• **GIVEN REQUEST**: Rewrite the rows below, swapping every "thickest part" for "widest part" and keeping all other text unchanged.

[Extracted records]

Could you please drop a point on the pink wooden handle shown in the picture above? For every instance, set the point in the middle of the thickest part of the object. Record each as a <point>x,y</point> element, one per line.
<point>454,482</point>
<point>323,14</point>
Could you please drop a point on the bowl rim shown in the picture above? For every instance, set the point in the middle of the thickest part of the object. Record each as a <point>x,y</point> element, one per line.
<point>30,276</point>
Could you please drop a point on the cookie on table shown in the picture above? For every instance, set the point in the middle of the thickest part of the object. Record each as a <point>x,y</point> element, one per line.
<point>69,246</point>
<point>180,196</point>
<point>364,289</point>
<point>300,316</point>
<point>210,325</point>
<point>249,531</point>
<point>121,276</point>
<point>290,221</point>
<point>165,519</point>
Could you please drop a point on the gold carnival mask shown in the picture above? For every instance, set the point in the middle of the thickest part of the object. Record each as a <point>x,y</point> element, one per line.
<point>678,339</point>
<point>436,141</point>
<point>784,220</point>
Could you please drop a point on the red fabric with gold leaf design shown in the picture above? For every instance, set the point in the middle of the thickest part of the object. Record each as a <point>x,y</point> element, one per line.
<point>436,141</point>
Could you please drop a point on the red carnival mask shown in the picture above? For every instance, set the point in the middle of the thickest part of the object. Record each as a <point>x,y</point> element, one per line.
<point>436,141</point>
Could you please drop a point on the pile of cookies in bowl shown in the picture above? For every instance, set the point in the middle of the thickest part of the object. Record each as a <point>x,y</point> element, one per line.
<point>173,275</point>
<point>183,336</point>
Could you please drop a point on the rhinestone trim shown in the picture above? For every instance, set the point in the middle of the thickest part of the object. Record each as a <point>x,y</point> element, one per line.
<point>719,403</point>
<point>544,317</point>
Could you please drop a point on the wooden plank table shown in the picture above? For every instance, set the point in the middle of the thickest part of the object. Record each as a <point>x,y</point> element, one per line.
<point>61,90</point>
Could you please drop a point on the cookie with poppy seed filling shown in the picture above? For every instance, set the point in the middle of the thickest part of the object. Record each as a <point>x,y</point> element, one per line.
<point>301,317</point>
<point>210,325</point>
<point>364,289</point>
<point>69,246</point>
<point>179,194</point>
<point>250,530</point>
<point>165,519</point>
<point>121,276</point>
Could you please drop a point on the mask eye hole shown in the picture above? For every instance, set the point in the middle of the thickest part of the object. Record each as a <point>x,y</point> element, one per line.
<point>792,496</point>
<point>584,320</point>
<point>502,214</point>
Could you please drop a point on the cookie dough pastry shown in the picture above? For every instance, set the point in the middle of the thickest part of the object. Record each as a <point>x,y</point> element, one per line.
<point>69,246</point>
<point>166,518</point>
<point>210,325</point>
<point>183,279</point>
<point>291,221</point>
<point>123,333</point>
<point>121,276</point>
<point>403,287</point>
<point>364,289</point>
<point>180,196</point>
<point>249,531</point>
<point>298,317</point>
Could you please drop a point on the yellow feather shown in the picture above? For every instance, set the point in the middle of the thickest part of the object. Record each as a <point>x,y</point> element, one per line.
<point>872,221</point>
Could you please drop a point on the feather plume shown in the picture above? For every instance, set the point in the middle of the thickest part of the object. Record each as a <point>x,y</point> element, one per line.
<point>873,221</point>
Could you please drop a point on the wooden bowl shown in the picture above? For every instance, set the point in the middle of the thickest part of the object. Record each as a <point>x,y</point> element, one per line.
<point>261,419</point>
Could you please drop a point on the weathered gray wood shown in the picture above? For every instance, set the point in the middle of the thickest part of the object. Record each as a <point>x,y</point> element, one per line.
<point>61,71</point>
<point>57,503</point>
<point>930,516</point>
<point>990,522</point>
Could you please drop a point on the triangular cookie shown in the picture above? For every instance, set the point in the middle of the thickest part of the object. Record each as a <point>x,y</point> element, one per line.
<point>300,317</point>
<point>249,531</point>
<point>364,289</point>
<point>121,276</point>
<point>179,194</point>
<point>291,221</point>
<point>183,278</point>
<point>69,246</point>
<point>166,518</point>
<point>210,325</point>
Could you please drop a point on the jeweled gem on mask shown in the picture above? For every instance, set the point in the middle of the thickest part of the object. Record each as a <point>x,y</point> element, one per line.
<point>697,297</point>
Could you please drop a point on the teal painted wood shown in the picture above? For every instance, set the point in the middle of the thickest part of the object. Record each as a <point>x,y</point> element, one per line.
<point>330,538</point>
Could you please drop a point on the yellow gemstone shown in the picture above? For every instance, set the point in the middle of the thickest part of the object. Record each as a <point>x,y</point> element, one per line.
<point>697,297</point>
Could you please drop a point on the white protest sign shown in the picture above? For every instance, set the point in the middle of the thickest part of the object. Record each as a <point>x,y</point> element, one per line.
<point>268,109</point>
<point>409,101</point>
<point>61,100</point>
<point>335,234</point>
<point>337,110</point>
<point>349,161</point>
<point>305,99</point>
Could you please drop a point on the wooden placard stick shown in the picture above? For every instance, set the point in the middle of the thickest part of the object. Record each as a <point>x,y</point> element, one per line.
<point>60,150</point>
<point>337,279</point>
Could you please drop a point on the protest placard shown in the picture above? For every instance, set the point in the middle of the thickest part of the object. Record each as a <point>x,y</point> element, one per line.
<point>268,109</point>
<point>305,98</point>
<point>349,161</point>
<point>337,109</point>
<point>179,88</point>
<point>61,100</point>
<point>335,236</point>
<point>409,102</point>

• **RESULT FOR THIS EXERCISE**:
Could you please drop a point on the pink wooden handle shown in the picture above? For every instance, set the point in the middle of the widest part of the object. Record each as a <point>x,y</point> element, one per line.
<point>454,482</point>
<point>323,14</point>
Could you please drop a point on the bowl rim shown in the picture above? For every instance, set the point in the middle of the widest part of the object. Record each as a <point>x,y</point> element, one per line.
<point>30,276</point>
Could you please drop a point on the cookie on table shown in the picture above? For every instance, set the point in the middle of the widest part of the object. Record each as a <point>x,y</point> element, one per line.
<point>69,246</point>
<point>180,196</point>
<point>364,289</point>
<point>300,316</point>
<point>210,325</point>
<point>249,531</point>
<point>121,276</point>
<point>290,221</point>
<point>165,519</point>
Could you please drop a point on the gold carnival mask shown in the picture above? For every instance, set the point in the middle of the widest part of the object. Record each as a <point>x,y</point> element, one per line.
<point>678,339</point>
<point>436,141</point>
<point>784,220</point>
Could you please drop a point on the red fabric with gold leaf design shown in the picture above? For every instance, set the point in the middle of the widest part of the object. Record each as a <point>x,y</point> element, one per line.
<point>436,141</point>
Could you please drop a point on the red carnival mask shown in the picture above? For every instance, set the point in the middle of the widest part of the object. Record each as a <point>x,y</point> element, one per line.
<point>436,141</point>
Could you please drop a point on the pile of cookies in bowl shown in the picture above? For every instance, set the point in the middle of the widest part of the object. Record each as a <point>x,y</point> element, one per line.
<point>173,275</point>
<point>183,336</point>
Could you please drop a point on the rhinestone trim shown in the picture above? For every instance, set the point in the middle of the widest part of the object. Record each as a <point>x,y</point> element, one per line.
<point>719,403</point>
<point>544,317</point>
Could you please drop a point on the wooden plank table shown in the picture above? For every instance, set the point in the middle of the widest part of the object. Record each as a <point>x,y</point> element, one per line.
<point>61,90</point>
Could you please drop a point on the cookie with poppy seed filling shown in the picture above? For every instance, set the point in the middle of the widest part of the object. Record each as a <point>x,y</point> element, one per line.
<point>301,317</point>
<point>210,325</point>
<point>364,289</point>
<point>69,246</point>
<point>179,194</point>
<point>250,530</point>
<point>165,519</point>
<point>121,276</point>
Could you please drop a point on the mask eye hole shown in the picture above? For every instance, set the point in the middle of the widest part of the object. Record each as a <point>x,y</point> element, one per line.
<point>792,496</point>
<point>584,320</point>
<point>502,214</point>
Could you please drop a point on the cookie dough pastry shown in the picture above? For every instance, set the point in the middle of the widest part of the object. Record each as a <point>x,y</point> element, one per line.
<point>69,246</point>
<point>166,518</point>
<point>210,325</point>
<point>183,279</point>
<point>291,221</point>
<point>123,333</point>
<point>121,276</point>
<point>403,287</point>
<point>364,289</point>
<point>180,196</point>
<point>249,531</point>
<point>298,317</point>
Could you please drop a point on the yellow feather shown in the picture above? For every instance, set the point in the middle of the widest part of the object. Record each as a <point>x,y</point> element, one per line.
<point>872,221</point>
Could you please drop a point on the feather plume shown in the picture above? For every instance, set the point in the middle of the widest part of the object. Record each as a <point>x,y</point> element, one per line.
<point>873,221</point>
Could you please drop a point on the wooden bowl shown in the picture above? For every instance, set the point in the middle of the widest part of the object. Record each as a <point>x,y</point> element, one per line.
<point>261,419</point>
Could you please drop a point on the weathered gray wood shown in the picture above? For every instance, set the point in the middle of the widest part of the object. Record each as a <point>x,y</point> element, one per line.
<point>61,71</point>
<point>57,503</point>
<point>930,516</point>
<point>990,522</point>
Could you please drop a point on the triangular cookie shown in the picture above? For every instance, set the point in the middle of the widest part of the object. Record each as a <point>x,y</point> element, one per line.
<point>300,317</point>
<point>249,531</point>
<point>364,289</point>
<point>121,276</point>
<point>179,194</point>
<point>291,221</point>
<point>183,278</point>
<point>69,246</point>
<point>166,518</point>
<point>210,325</point>
Could you please drop a point on the jeweled gem on mask shown in the picture above? For every instance, set the point in the middle of the widest part of the object. Record each as a <point>x,y</point> element, one per line.
<point>697,297</point>
Could you please drop a point on the teal painted wood shown in the picture above? For every instance, set the point in the middle of the widest part of the object. Record each as a <point>x,y</point> element, one per line.
<point>330,538</point>
Could you please drop a point on the yellow gemstone shown in the picture above? For every instance, set the point in the middle of the widest part of the object. Record each as a <point>x,y</point> element, one per line.
<point>697,297</point>
Could you please drop a point on the white protest sign shown in the picture above? For every instance, set the point in the middle of the widest part of the object. Record each as a <point>x,y</point> element, one per line.
<point>268,109</point>
<point>409,101</point>
<point>61,100</point>
<point>335,234</point>
<point>337,110</point>
<point>349,161</point>
<point>305,99</point>
Could you please drop a point on the wooden placard stick shown in the picture above? For every instance, set the point in the middle of the widest part of the object. Record each as a <point>x,y</point> element, one per line.
<point>60,150</point>
<point>337,279</point>
Could you please drop a point on the protest placard shown in the picture above? For every instance, set the point in the middle of the widest part of the object. Record each as a <point>x,y</point> element, one per line.
<point>268,109</point>
<point>305,98</point>
<point>349,161</point>
<point>337,109</point>
<point>179,88</point>
<point>61,100</point>
<point>335,236</point>
<point>409,102</point>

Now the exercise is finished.